Entries provided Start Marker
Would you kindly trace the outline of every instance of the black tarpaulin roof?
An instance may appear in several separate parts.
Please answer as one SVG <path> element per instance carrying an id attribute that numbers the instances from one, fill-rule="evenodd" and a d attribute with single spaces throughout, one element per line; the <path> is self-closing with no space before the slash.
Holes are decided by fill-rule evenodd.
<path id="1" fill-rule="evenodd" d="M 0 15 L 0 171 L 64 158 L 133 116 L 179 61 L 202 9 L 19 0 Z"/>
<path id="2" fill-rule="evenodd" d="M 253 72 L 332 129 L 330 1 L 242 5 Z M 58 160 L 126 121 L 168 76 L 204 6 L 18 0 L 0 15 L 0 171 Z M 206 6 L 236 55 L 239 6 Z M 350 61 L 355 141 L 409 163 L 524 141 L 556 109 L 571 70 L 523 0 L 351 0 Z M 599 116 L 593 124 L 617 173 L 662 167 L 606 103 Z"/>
Entries provided End Marker
▶ **Task description**: Output every entry word for word.

▶ **Written response**:
Would you kindly trace the outline of every instance of the black tarpaulin roof?
An instance may appear in several separate parts.
Please answer as one SVG <path> element per instance carrying an id attribute that numbers the instances from one, fill-rule="evenodd" and a d attribute with single spaces throughout, one element per line; the <path> is self-closing with no space before the slash.
Holes are decided by fill-rule evenodd.
<path id="1" fill-rule="evenodd" d="M 0 15 L 0 171 L 64 158 L 133 116 L 179 61 L 202 9 L 19 0 Z"/>
<path id="2" fill-rule="evenodd" d="M 253 72 L 332 129 L 330 1 L 242 5 Z M 58 160 L 126 121 L 168 76 L 204 6 L 18 0 L 0 15 L 0 171 Z M 206 6 L 236 55 L 239 6 Z M 350 61 L 355 141 L 409 163 L 524 141 L 556 109 L 571 70 L 523 0 L 351 0 Z M 599 116 L 593 124 L 617 173 L 662 167 L 606 103 Z"/>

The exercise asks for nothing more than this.